• RECORDS FOR PROCESSING
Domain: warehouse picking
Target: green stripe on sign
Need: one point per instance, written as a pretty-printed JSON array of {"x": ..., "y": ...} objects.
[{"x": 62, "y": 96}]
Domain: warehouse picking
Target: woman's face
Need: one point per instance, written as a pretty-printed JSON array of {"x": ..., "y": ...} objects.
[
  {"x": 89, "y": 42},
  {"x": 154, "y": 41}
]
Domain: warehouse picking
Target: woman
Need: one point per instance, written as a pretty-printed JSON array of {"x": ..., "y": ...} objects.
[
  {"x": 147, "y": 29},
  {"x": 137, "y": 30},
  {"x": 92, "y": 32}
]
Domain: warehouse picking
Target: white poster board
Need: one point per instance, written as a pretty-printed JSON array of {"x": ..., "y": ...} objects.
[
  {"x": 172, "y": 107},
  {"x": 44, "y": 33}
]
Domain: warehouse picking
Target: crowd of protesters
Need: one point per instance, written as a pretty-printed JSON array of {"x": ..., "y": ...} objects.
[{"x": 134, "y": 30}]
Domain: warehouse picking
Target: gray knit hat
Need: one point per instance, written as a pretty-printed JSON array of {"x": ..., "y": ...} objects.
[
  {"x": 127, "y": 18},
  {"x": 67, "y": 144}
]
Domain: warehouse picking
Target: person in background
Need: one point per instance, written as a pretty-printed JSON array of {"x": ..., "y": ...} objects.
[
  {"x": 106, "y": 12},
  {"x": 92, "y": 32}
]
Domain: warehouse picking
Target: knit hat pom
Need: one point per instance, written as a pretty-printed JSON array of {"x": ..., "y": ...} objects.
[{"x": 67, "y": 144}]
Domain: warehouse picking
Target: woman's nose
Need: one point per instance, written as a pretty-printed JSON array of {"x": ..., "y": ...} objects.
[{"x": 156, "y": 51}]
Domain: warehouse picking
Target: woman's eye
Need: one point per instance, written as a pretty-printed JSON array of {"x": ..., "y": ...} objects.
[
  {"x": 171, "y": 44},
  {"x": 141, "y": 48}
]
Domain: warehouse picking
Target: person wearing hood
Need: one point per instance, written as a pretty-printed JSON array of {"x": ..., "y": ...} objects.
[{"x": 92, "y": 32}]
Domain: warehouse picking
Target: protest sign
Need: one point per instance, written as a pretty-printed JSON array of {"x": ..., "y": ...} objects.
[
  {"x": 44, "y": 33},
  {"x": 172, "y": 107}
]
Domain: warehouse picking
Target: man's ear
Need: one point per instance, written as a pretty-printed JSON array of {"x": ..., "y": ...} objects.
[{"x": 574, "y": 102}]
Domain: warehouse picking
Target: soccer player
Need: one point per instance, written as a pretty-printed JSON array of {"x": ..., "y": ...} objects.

• WRITTEN INSTRUCTION
Take the entries above and transcribe them exactly.

• RESPONSE BELOW
Domain: warehouse picking
Target: green stripe on sign
Need: one point per instance, written as a pretty-printed JSON array of {"x": ..., "y": ...} objects.
[{"x": 62, "y": 96}]
Domain: warehouse picking
Target: woman's face
Need: one point per instance, written as a pretty-printed JSON array of {"x": ..., "y": ...} objects.
[
  {"x": 89, "y": 42},
  {"x": 154, "y": 41}
]
Domain: warehouse picking
Target: woman
Need: one point per instance, written as a pretty-printed JSON array of {"x": ..., "y": ...} objects.
[
  {"x": 147, "y": 29},
  {"x": 137, "y": 30},
  {"x": 92, "y": 32}
]
Domain: warehouse picking
Target: white poster board
Need: one point per instance, written as a pretty-printed JSON array of {"x": ..., "y": ...} objects.
[
  {"x": 172, "y": 107},
  {"x": 44, "y": 33}
]
Domain: warehouse picking
Target: crowd of protesters
Need: one point per instance, written as a pretty-printed JSON array of {"x": ..., "y": ...} objects.
[{"x": 134, "y": 30}]
Domain: warehouse picking
Target: gray knit hat
Need: one point per instance, written as a pretty-printed JSON array of {"x": ..., "y": ...} objects.
[
  {"x": 127, "y": 18},
  {"x": 67, "y": 144}
]
Domain: warehouse picking
Target: person in background
Need: one point per instance, written as a pretty-printed JSON array of {"x": ..., "y": ...} objects.
[
  {"x": 106, "y": 12},
  {"x": 92, "y": 32}
]
Domain: warehouse picking
Target: knit hat pom
Need: one point per instance, written as a pretty-printed JSON array of {"x": ..., "y": ...} objects.
[{"x": 67, "y": 144}]
Domain: warehouse picking
Target: woman's nose
Need: one point per instance, written as a pretty-printed JSON array of {"x": ..., "y": ...} objects.
[{"x": 156, "y": 51}]
Domain: warehouse picking
Target: woman's eye
Need: one point per instance, written as a pretty-printed JSON array of {"x": ..., "y": ...} objects.
[
  {"x": 171, "y": 44},
  {"x": 141, "y": 48}
]
Domain: warehouse picking
Target: person wearing hood
Need: one point per instance, written as a pretty-printed JSON array of {"x": ..., "y": ...} objects.
[{"x": 92, "y": 32}]
Domain: warehouse picking
Target: protest sign
Need: one point per instance, written as a pretty-printed JSON array of {"x": ..., "y": ...} objects.
[
  {"x": 44, "y": 33},
  {"x": 172, "y": 107}
]
Domain: warehouse picking
Target: man's ear
Need: one point per instance, written as a pretty-printed JSON array of {"x": ..., "y": ...} objects.
[{"x": 574, "y": 102}]
Domain: warehouse picking
Target: soccer player
Need: one point per instance, written as a pretty-printed JSON array of {"x": ..., "y": ...} objects.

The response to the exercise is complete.